TEXT:
===
Another ridiculously enjoyable piece from BLCKSMTH contributing editor Jennie Kay. If you like this piece of hers, check out this one too.
Poetry is important to kids. It really is, even though we are all sucky poets as kids. Except that eight-year-old-Appalachian-savant that makes words out of twigs and becomes a poet-laureate, when they are the only ones in their extended family that know how to read. Except for them, we are all sucky poets as kids, but I believe it is really important to be a poet as a kid. Everything is so much more real then. I always said I wouldn’t get jaded, but as I look back, I was pretty well done by the age of ten. As a kid, you spend so much time looking around you can’t help but notice what’s really going on. You learn things like: staring someone directly in the face after you have lied, will make you win. You shouldn’t know about winning before you are at least seventeen. I didn’t have a lot of wins growing up, but there were a few.
Yes, mom, I took that piece of fudge. It was the Christmas of 1984, you had counted how many pieces of fudge you cut (of course you did, why wouldn’t it be a free for all, it was Christmas, for the love of…well, yeah, the love of Christ. Your belief that it’s his birthday, not mine), and put in the brassy-enamelette-type tin that you always put special treats in. Which, for the record, I have never seen washed with soap in its life. You asked us who took the extra piece.
===
SUPPLIED DATA:
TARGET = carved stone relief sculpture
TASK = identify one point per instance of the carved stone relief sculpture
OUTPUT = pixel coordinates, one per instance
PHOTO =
===
THE TASKS:
1 - In the essay about being a poet as a kid, by what age does the writer say they were already pretty well jaded?
2 - Resume the essay about childhood poetry and the Christmas fudge, starting right after its last sentence.
The data can be set aside for these tasks.

EXERCISE RESPONSES:
1 - By the age of ten.

2 -
You called each of us out, asked us one by one, and I stared you straight in the face and lied. You knew I was lying. I was a chubby kid. Of course the chubby kid took the goddamned fudge. I apologize, not chubby: SOLID (the only word ever used to describe me before the age of 12, solid, as though I had no other trait).
But I won. Why did I win?
Who is neurotic enough to ask each family member exactly how many slices of fudge they each had, when it was a big pile of presumably uncounted fudge to begin with? We all knew you were nuts. I could have said I just grew a tail, and you were still in no position to call me a liar, you were already on thin ice. I knew this, I knew this and I was nine. As kids, we don’t really understand the win, we just know when it happens.
I don’t really feel bad about it, my family was always putting me on the spot. We used to have family game nights and were forced to play “The Ungame”. I don’t know if any of you remember this horrific communication device of the late seventies, but if a happy patchwork of photos containing at least two dozen families enjoying each others company and the tagline “The World’s Most Popular Self Expression Game” doesn’t ring any bells, let me explain to you The Ungame.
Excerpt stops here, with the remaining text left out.